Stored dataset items
++++++++++

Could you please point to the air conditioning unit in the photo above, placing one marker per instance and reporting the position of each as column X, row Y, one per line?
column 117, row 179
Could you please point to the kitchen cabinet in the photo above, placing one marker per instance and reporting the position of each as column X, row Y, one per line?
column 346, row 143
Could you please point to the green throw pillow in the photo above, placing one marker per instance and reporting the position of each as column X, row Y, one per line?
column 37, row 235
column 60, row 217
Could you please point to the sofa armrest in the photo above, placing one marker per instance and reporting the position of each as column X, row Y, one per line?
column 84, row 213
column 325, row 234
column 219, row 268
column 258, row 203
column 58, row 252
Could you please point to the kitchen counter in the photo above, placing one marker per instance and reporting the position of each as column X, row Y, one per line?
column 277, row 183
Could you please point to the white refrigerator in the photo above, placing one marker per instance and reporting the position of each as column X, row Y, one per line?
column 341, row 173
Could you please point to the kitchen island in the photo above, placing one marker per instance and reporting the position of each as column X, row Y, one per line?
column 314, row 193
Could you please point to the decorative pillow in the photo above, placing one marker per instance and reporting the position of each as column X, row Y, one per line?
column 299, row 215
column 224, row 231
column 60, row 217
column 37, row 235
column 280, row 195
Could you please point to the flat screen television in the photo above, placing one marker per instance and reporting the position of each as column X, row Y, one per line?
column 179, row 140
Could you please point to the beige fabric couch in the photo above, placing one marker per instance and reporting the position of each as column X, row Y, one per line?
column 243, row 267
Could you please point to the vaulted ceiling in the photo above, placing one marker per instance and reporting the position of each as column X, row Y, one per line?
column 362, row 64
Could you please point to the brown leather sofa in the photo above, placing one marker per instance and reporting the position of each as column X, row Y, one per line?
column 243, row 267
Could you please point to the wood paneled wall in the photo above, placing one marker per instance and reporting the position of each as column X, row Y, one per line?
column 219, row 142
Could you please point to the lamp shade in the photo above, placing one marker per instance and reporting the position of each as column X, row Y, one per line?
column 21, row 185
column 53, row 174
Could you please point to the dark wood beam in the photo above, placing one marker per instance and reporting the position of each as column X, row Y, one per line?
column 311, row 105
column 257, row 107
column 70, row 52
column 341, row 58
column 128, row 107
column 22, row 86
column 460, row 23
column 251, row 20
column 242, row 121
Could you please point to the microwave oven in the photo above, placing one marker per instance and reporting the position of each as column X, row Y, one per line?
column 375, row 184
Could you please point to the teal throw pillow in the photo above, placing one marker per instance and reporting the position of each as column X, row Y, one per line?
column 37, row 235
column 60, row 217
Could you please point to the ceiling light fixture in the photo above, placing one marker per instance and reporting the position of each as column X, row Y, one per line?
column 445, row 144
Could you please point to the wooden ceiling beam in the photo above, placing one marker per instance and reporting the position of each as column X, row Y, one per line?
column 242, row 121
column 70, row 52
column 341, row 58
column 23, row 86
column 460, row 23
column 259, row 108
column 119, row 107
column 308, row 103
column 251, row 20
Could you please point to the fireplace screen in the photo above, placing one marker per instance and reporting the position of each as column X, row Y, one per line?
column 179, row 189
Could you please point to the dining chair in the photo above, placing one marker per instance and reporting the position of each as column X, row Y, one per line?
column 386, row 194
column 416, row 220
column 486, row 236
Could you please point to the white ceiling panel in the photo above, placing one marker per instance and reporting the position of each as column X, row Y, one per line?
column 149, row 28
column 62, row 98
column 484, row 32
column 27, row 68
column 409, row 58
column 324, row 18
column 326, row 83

++++++++++

TASK REQUIREMENTS
The full set of entries above needs to be restated word for word.

SOLVED EXERCISE
Could you please point to the air conditioning unit in the photo above, placing one marker per instance and reporting the position of each as column X, row Y, one per line?
column 117, row 179
Could you please point to the kitchen cabinet in the photo above, placing one marker per instance and reporting the position of each as column X, row Y, one per line?
column 346, row 143
Could you please point to the green throw pillow in the photo above, placing one marker per instance and reporting the position of each as column X, row Y, one per line?
column 37, row 235
column 60, row 217
Could you please point to the sofa armrest in the photo above, placing one marker per instance and reporting the position of each as column X, row Y, one per line?
column 84, row 213
column 325, row 234
column 219, row 268
column 258, row 203
column 58, row 252
Could you please point to the kitchen counter in the photo above, placing one marker per instance and reporting the position of each as column X, row Y, one per line?
column 277, row 183
Could you please point to the white refrigerator in the photo above, placing one marker per instance and reporting the position of each as column X, row Y, one per line?
column 341, row 173
Could you please point to the kitchen island in the photo above, placing one marker per instance and reporting the position of each as column X, row Y, one per line?
column 314, row 193
Could you please point to the decorative pillow in the photo above, placing one marker per instance and reporting the position of each as column X, row Y, one per line?
column 299, row 215
column 224, row 231
column 60, row 217
column 37, row 235
column 280, row 195
Could you please point to the flat screen television in the photo above, placing one marker per instance and reporting the position of each as column X, row Y, one per line?
column 179, row 140
Could you please point to the beige fabric couch in the photo above, placing one marker per instance and reporting the position of each as column X, row Y, one per line?
column 243, row 267
Could you please point to the vaulted ceiling in the photo above, placing one marker per instance and reporting the position of each as column X, row Y, one per line?
column 362, row 64
Could you please point to the brown leather sofa in the photo above, placing one marker per instance and reporting the position of each as column X, row Y, one per line?
column 243, row 267
Could you please point to the wood paneled wall in the photo above, placing one marker per instance and reporting the position of each as column X, row Y, one per line?
column 219, row 142
Could you please point to the lamp shade in the photo above, placing one marker per instance and reporting the position of each as column X, row Y, one per line?
column 21, row 185
column 53, row 174
Could you please point to the dark wood beam in the photo above, placing one marker per instance and reporting the position of each as column X, row Y, one per line?
column 311, row 105
column 257, row 107
column 70, row 52
column 341, row 58
column 128, row 107
column 22, row 86
column 460, row 23
column 251, row 20
column 242, row 121
Could you please point to the microwave oven in the photo above, placing one marker per instance and reporting the position of each as column X, row Y, one per line?
column 375, row 184
Could you please point to the teal throw pillow in the photo above, placing one marker per instance and reporting the position of each as column X, row Y, one per line?
column 37, row 235
column 60, row 217
Could you please point to the ceiling light fixture in the photo above, placing one marker per instance and reporting the position of each as column X, row Y, one per line?
column 445, row 144
Could you please point to the wooden ceiling beam in the photo above, placing one marker per instance and reporting the position of each as column X, row Y, one per line?
column 242, row 121
column 70, row 52
column 341, row 58
column 23, row 86
column 460, row 23
column 259, row 108
column 119, row 107
column 308, row 103
column 251, row 20
Could you please point to the fireplace screen in the photo above, placing one marker per instance and reporting the position of each as column X, row Y, one per line?
column 179, row 189
Could you please point to the dining chair in the photo above, placing one marker per instance and reporting the position of each as column X, row Y, one per line?
column 386, row 194
column 416, row 220
column 486, row 236
Could you please point to the white ceiling panel in the photo above, placing one marker per instance and reporting the position of each as column X, row Y, one per line?
column 149, row 28
column 62, row 98
column 484, row 32
column 27, row 68
column 409, row 58
column 324, row 18
column 326, row 83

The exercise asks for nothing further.